» **Your goal**
Reproduce the items below, substituting "leafy tree" for every occurrence of "green tree" and keeping everything else the same. Leave the pictures out.

» **Extracted information**
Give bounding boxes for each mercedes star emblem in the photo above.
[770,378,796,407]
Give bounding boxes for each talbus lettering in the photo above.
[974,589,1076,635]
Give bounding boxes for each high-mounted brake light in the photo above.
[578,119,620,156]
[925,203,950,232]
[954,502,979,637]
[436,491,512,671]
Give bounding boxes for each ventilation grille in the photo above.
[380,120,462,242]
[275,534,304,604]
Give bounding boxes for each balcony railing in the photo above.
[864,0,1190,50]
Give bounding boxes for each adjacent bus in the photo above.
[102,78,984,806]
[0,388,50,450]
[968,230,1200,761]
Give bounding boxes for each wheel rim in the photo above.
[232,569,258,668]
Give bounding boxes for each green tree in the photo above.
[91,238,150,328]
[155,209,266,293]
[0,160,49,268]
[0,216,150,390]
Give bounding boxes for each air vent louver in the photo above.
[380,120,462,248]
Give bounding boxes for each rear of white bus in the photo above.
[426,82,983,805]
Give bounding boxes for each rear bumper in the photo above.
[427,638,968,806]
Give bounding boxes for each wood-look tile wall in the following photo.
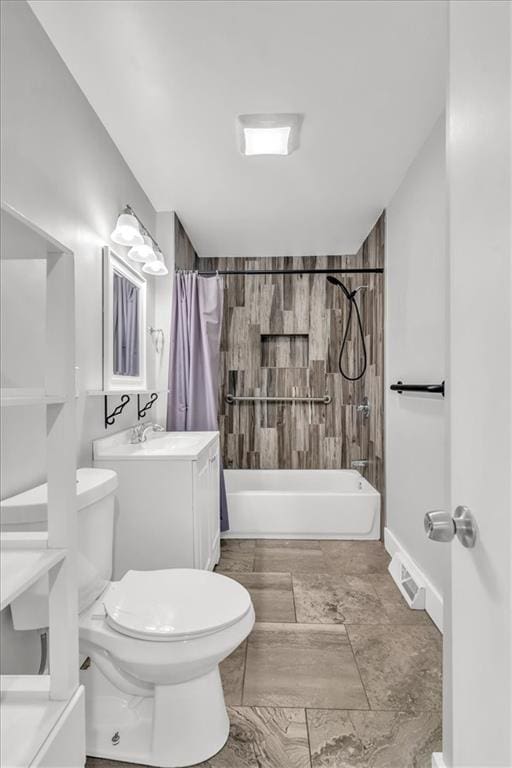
[201,214,385,491]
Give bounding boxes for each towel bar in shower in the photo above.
[225,395,332,405]
[390,381,444,397]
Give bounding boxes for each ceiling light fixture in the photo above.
[238,113,303,156]
[110,207,144,245]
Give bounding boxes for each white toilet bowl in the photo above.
[0,467,254,768]
[79,569,254,768]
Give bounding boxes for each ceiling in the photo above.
[30,0,447,257]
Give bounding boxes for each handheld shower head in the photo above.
[327,275,352,301]
[327,275,368,381]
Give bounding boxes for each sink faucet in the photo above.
[130,424,165,443]
[139,424,165,443]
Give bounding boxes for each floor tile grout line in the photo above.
[345,626,372,710]
[304,707,313,768]
[240,622,256,706]
[290,573,298,624]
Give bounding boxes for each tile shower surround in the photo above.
[199,214,385,492]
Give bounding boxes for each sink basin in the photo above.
[93,430,218,461]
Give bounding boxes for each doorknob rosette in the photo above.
[423,505,477,549]
[423,509,455,542]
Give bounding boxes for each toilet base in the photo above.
[81,661,229,768]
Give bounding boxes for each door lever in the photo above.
[423,505,477,549]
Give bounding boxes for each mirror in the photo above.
[103,248,146,391]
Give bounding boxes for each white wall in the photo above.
[385,117,449,608]
[2,0,172,671]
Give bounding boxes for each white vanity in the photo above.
[93,429,220,579]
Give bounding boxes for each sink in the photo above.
[93,430,218,461]
[93,429,220,580]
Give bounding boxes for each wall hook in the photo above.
[105,395,130,429]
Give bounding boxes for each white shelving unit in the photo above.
[0,204,85,768]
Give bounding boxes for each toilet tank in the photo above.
[0,467,117,629]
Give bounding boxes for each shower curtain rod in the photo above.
[193,267,384,277]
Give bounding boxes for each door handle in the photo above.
[423,505,477,549]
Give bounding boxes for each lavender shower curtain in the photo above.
[167,272,229,531]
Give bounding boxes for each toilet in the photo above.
[0,468,254,768]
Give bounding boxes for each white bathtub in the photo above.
[224,469,380,539]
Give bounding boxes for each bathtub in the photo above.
[224,469,380,539]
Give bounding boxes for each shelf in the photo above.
[0,535,66,611]
[0,675,69,768]
[0,387,66,408]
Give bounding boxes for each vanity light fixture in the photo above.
[238,113,303,156]
[111,205,168,276]
[127,235,155,261]
[142,248,169,275]
[110,207,144,246]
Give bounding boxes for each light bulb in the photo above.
[142,249,169,275]
[110,213,144,245]
[128,235,156,261]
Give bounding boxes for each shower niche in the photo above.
[261,333,309,368]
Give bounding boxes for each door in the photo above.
[438,0,512,768]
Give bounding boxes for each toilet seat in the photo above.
[103,568,252,642]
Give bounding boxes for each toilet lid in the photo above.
[104,568,251,640]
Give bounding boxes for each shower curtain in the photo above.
[167,272,229,531]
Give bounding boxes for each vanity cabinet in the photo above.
[94,432,220,580]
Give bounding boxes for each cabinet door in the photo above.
[194,451,211,569]
[208,440,220,568]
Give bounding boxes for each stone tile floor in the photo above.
[87,539,442,768]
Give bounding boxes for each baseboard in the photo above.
[384,528,443,632]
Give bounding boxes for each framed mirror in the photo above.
[103,246,147,391]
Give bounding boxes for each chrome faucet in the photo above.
[139,424,165,443]
[130,424,165,443]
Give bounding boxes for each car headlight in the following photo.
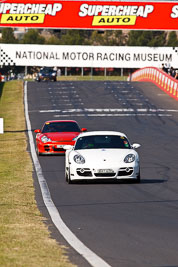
[41,135,51,143]
[74,155,85,164]
[124,154,135,163]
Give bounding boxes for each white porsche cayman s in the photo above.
[64,131,140,183]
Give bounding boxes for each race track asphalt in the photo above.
[28,81,178,267]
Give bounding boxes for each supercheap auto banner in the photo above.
[0,0,178,30]
[0,44,178,69]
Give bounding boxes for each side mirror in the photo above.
[34,129,41,133]
[132,144,141,149]
[81,128,87,132]
[63,145,73,150]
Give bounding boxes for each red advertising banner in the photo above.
[0,0,178,30]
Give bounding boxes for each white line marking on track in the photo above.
[39,108,178,113]
[24,82,111,267]
[54,113,172,118]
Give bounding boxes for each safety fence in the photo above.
[128,67,178,100]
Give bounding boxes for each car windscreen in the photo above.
[75,135,131,150]
[42,122,80,133]
[40,68,55,73]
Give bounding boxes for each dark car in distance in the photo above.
[36,67,57,82]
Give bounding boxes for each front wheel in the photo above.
[135,172,140,184]
[65,168,73,184]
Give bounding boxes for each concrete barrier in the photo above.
[128,67,178,101]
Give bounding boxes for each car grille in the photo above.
[77,168,92,177]
[53,147,65,152]
[95,172,116,177]
[118,168,133,176]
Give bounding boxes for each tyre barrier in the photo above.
[128,67,178,101]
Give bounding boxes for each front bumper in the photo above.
[70,163,140,180]
[37,142,75,155]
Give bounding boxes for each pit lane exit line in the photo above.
[24,82,111,267]
[39,108,178,113]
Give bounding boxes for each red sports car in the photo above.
[35,120,87,155]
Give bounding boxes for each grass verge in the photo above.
[0,81,74,267]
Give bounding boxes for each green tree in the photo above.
[167,31,178,46]
[46,35,61,45]
[60,30,85,45]
[0,28,18,44]
[22,29,45,44]
[90,30,126,46]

» **Full solution**
Give bounding boxes for each mercedes star emblem in the photo above.
[770,378,796,407]
Give bounding boxes for each talbus lettering in the photo above.
[974,589,1076,635]
Give bounding boxes for each high-mounted brake light in the photo above.
[578,119,620,156]
[925,203,950,232]
[954,502,979,637]
[436,491,512,671]
Give bounding boxes for each ventilation grille in the photo above.
[380,120,462,242]
[275,534,304,604]
Give bounding boxes for each balcony railing in the photo above.
[864,0,1190,50]
Give bounding boxes for each adjacent bus in the photo above.
[102,78,984,806]
[0,388,50,450]
[968,230,1200,761]
Give bounding boxes for each wheel rim in the photo above.
[232,569,258,668]
Give bounding boxes for each leafy tree in the photo above.
[91,238,150,328]
[155,209,266,293]
[0,160,49,268]
[0,216,150,390]
Give bounding boxes for each air vent louver in the photo above.
[380,120,462,248]
Give bounding boxes for each rear of white bus in the photo above.
[426,82,983,805]
Give bounding boxes for each rear bumper in the photo above.
[427,638,968,806]
Give bounding boxes for each wood-look tile wall in the following photo.
[201,214,385,491]
Give bounding boxes for each towel bar in shower in the photo above.
[225,395,332,405]
[390,381,444,397]
Give bounding boxes for each ceiling light fixture in the photo above.
[238,113,303,156]
[110,207,144,245]
Give bounding boxes for each white toilet bowl in the photo above.
[0,467,254,768]
[79,569,254,768]
Give bounding boxes for each ceiling in the photo above.
[30,0,447,257]
Give bounding boxes for each handheld shower head in the photo above.
[327,275,352,301]
[327,275,368,381]
Give bounding boxes for each sink faucet in the photo above.
[130,424,165,443]
[139,424,165,443]
Give bounding boxes for each floor tile grout line in the photo above.
[345,626,372,710]
[304,707,313,768]
[240,622,256,706]
[290,573,298,624]
Give bounding boxes for each tile shower surround in the photo above.
[199,214,385,492]
Give bounding boxes for each sink basin in the photo above.
[93,430,218,461]
Give bounding boxes for each doorknob rosette in the photo above.
[423,505,477,549]
[423,509,455,542]
Give bounding boxes for each toilet base in the photo above.
[81,661,229,768]
Give bounding boxes for each door lever in the photo above.
[423,505,477,549]
Give bounding boxes for each mirror in the photo above.
[103,248,146,391]
Give bounding boxes for each white wall in the photo above.
[385,117,449,608]
[2,0,172,671]
Give bounding boxes for each white vanity in the photo above.
[93,429,220,579]
Give bounding boxes for each sink in the photo above.
[93,430,218,461]
[93,429,220,580]
Give bounding boxes for each wall hook in the photo above.
[105,395,130,429]
Give bounding boxes for each white shelving unit in the photo above.
[0,204,85,768]
Give bounding boxes for each toilet tank in the photo above.
[0,467,117,629]
Give bounding boxes for each shower curtain rod in the photo above.
[193,267,384,277]
Give bounding boxes for each door handle in the photo above.
[423,505,477,549]
Give bounding boxes for each lavender shower curtain in the photo above.
[167,272,229,531]
Give bounding boxes for each toilet in the photo above.
[0,468,254,768]
Give bounding boxes for each white bathtub in the photo above.
[224,469,380,539]
Give bounding boxes for each bathtub in the photo above.
[224,469,380,539]
Give bounding boxes for each shelf in the photo above.
[0,535,66,611]
[0,675,69,768]
[0,387,66,408]
Give bounding boxes for each vanity light fixture in the photo above.
[238,113,303,156]
[111,205,168,276]
[127,235,155,261]
[142,248,169,275]
[110,207,144,246]
Give bounding boxes for each light bulb in the photo above.
[142,249,169,275]
[110,213,144,245]
[128,235,156,261]
Give bounding boxes for each shower niche in the photo above.
[261,333,309,368]
Give bounding boxes for each door in the photo above.
[438,0,512,768]
Give bounding boxes for each toilet seat in the photo above.
[103,568,252,642]
Give bounding boxes for each toilet lid in the photo above.
[104,568,251,640]
Give bounding boxes for each shower curtain in the photo above.
[167,272,229,531]
Give bounding boxes for each vanity cabinet in the photo above.
[94,432,220,580]
Give bounding boxes for each cabinet door in the photo above.
[194,451,211,569]
[208,440,220,568]
Give bounding boxes for each stone tile floor in the photo above.
[87,539,442,768]
Give bounding boxes for each baseboard in the photo above.
[384,528,443,632]
Give bounding boxes for each framed mirror in the photo above.
[103,246,147,391]
Give bounding boxes for each chrome faucet in the photo above.
[139,424,165,443]
[130,424,165,443]
Give bounding boxes for each car headlight in the following photo.
[41,135,51,143]
[74,155,85,164]
[124,154,135,163]
Give bounding boxes for each white porsche cayman s in the photo above.
[64,131,140,183]
Give bounding boxes for each race track asphalt in the photo above.
[28,81,178,267]
Give bounding boxes for each supercheap auto banner in the photo above.
[0,0,178,30]
[0,44,178,69]
Give bounding boxes for each side mirror in the photo above.
[34,129,41,133]
[132,144,141,149]
[81,128,87,132]
[63,145,73,150]
Give bounding boxes for each red advertising banner in the photo above.
[0,0,178,30]
Give bounding boxes for each white line marking on track in the photo above.
[39,108,178,113]
[24,82,111,267]
[54,113,172,118]
Give bounding boxes for each safety fence in the photo above.
[128,67,178,100]
Give bounding boxes for each car windscreen in the photo above.
[75,135,131,150]
[42,122,80,133]
[40,68,55,73]
Give bounding boxes for each dark car in distance in the photo above.
[36,67,57,82]
Give bounding boxes for each front wheel in the photo above.
[135,172,140,184]
[65,168,73,184]
Give bounding boxes for each concrete barrier in the photo above.
[128,67,178,101]
Give bounding boxes for each car grille in the photo above.
[77,168,92,177]
[53,147,65,152]
[95,172,116,177]
[118,168,133,176]
Give bounding boxes for each tyre barrier in the photo above.
[128,67,178,101]
Give bounding boxes for each front bumper in the photo above.
[70,163,140,180]
[37,142,75,155]
Give bounding boxes for each pit lane exit line in the photo above.
[24,82,111,267]
[39,108,178,113]
Give bounding boxes for each red sports car in the photo above.
[35,120,87,155]
Give bounding boxes for each grass verge in the photo above.
[0,81,74,267]
Give bounding boxes for each leafy tree in the photo above.
[167,31,178,46]
[46,35,61,45]
[60,30,85,45]
[0,28,18,44]
[22,29,45,44]
[90,30,126,46]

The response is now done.